Exercise directions:
Write out the listing below from the line containing "In the photo above, where can the outstretched" to its last line, unaltered, ends included.
======== Rows ========
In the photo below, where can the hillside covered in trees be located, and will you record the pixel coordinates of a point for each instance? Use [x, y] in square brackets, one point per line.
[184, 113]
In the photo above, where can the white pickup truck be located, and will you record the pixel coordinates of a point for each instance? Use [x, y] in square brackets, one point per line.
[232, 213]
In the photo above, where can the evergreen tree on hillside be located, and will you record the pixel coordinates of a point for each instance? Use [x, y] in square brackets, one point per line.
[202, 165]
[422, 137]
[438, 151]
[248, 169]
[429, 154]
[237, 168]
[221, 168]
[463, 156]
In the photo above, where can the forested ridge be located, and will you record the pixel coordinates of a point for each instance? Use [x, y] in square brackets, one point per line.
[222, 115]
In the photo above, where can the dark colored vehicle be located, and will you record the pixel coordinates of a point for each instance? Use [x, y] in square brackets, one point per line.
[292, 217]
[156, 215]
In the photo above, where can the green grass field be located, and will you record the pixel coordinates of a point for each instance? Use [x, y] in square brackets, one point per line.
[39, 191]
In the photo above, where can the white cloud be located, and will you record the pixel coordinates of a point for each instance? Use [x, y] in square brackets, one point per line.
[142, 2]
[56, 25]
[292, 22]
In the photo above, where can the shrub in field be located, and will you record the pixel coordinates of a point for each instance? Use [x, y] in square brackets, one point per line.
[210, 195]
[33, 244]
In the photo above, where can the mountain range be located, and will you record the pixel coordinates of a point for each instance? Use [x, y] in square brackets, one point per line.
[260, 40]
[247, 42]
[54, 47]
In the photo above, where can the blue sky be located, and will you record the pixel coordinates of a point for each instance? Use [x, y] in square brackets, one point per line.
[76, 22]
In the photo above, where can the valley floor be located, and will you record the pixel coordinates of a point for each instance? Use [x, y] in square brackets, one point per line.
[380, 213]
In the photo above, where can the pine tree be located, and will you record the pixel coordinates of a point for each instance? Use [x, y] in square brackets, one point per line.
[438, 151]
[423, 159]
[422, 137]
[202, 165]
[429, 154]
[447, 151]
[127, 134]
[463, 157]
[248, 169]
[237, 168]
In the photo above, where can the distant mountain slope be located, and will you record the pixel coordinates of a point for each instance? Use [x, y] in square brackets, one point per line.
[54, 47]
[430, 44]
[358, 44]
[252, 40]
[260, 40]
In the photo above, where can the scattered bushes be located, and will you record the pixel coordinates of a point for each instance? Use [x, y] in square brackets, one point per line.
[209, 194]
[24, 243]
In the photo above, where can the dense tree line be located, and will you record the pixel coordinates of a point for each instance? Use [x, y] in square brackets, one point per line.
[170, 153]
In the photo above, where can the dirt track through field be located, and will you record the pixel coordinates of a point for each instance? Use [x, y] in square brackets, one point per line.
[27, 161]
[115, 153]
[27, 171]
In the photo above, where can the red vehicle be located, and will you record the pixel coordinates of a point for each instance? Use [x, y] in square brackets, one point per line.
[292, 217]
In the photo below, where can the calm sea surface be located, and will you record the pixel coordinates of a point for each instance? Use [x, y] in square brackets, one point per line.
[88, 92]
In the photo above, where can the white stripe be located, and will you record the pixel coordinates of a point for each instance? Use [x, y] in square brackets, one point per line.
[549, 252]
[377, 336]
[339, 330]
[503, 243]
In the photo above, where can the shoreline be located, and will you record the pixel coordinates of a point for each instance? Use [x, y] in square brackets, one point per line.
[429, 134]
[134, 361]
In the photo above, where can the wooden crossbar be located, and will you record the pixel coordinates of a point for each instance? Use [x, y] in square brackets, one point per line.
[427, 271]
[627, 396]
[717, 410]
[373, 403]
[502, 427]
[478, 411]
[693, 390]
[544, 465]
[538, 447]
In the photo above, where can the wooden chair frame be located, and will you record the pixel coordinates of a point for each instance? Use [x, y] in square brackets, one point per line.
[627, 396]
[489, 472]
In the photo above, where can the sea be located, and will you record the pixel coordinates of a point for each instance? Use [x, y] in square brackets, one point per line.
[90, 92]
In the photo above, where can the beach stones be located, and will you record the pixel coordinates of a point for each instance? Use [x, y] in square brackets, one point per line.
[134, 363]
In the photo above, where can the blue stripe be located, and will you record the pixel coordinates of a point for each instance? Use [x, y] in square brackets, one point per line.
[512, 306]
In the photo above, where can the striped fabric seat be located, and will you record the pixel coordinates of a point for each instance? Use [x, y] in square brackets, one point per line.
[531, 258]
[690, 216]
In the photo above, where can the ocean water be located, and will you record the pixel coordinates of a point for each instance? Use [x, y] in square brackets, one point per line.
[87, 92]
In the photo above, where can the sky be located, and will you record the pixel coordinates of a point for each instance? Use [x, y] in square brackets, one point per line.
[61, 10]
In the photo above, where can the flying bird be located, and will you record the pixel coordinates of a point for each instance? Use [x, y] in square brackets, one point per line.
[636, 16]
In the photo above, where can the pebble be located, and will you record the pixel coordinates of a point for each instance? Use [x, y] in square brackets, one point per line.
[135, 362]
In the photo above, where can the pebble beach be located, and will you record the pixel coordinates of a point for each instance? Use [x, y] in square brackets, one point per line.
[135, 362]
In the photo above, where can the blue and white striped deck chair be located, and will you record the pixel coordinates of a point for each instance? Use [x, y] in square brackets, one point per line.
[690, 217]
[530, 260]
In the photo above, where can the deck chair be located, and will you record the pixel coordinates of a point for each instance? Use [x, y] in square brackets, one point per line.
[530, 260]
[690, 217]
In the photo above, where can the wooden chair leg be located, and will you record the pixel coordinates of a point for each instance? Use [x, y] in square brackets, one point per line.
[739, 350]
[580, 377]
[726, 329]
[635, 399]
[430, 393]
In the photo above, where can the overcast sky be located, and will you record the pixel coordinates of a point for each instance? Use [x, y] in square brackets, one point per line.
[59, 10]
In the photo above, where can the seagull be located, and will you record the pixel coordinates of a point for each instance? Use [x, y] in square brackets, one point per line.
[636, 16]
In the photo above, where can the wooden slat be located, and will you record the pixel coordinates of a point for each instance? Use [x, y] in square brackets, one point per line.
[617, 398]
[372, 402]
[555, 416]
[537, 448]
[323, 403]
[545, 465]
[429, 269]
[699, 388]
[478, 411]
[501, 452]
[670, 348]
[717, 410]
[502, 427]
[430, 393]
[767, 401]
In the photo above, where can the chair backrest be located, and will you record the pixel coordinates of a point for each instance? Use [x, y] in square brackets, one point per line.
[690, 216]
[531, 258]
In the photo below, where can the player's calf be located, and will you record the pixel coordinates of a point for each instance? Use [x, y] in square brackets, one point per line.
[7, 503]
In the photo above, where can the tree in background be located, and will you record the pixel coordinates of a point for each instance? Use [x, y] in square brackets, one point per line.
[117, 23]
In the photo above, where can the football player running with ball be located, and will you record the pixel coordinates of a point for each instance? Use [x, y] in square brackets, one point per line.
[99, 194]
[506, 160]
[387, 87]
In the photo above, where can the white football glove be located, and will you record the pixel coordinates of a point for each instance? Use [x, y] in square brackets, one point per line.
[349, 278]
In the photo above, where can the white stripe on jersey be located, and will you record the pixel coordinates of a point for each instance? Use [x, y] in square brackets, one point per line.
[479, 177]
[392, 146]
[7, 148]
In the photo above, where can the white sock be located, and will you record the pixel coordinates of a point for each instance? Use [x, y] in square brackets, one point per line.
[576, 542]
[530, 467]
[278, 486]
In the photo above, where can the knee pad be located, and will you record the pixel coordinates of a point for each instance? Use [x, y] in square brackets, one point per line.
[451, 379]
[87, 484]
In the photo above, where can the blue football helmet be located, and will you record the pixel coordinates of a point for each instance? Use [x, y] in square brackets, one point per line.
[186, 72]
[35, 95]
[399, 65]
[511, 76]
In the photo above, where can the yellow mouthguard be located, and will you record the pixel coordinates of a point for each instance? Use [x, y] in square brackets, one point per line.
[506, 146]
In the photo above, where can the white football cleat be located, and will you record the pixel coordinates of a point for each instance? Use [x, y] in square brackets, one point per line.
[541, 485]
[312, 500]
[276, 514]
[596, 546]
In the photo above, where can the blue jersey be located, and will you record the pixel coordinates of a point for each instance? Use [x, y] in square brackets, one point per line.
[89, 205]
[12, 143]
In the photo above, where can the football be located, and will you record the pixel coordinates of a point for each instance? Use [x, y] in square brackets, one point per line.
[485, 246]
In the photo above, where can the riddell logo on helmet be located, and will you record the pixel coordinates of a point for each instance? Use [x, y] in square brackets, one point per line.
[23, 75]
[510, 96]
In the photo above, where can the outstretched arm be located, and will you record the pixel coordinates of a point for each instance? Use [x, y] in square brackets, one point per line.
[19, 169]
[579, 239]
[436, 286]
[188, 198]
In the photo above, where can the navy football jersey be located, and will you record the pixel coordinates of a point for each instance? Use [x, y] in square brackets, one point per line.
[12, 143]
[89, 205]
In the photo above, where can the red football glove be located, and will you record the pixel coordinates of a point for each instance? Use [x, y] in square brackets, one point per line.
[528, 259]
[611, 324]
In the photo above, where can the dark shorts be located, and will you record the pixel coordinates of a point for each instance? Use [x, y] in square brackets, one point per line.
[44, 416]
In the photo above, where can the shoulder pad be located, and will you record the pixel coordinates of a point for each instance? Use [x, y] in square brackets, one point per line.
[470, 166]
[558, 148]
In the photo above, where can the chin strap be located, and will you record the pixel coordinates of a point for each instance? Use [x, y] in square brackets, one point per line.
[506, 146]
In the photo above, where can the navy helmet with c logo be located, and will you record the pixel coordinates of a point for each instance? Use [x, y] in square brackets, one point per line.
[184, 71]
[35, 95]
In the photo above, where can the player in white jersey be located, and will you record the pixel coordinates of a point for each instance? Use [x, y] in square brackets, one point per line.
========
Output:
In the photo above, where can the outstretched arm be located, and will you record the pixel coordinates of a point for each instance? Use [x, y] in square brackets, one point per line.
[19, 169]
[579, 239]
[436, 286]
[188, 198]
In the photo above, where can the navy football jersey be located, and will you record the pixel coordinates of a point for each instance? Use [x, y] in square brackets, one point per line.
[12, 143]
[89, 205]
In the photo above, where can the red football glove be located, and will you record the pixel coordinates of a point for each instance? Use [x, y] in square brackets, one point per line.
[528, 259]
[611, 324]
In the photo above, where can the dark shorts be located, and will you record the pixel coordinates of a point for each instance? Use [x, y] in square brackets, one point per line.
[44, 416]
In the photo above, where can the shoulder pad be located, and will you record the pixel coordinates of a point for each instance? Use [x, y] in square brackets, one point per line.
[470, 166]
[558, 148]
In the photo above, where can the chin strap be located, and will you record the pixel coordinates of a point for each instance? Use [x, y] in square brackets, one point per line.
[506, 146]
In the photo above, where can the navy helmet with c logo be located, and will you record the pixel coordinates of a point for each instance? Use [x, y] in square brackets, one point per line.
[184, 71]
[35, 95]
In the photo above, where can the player in white jersey be located, and will you record the pixel coordinates of a point for each instance? Use [x, y] in square brackets, one point per line.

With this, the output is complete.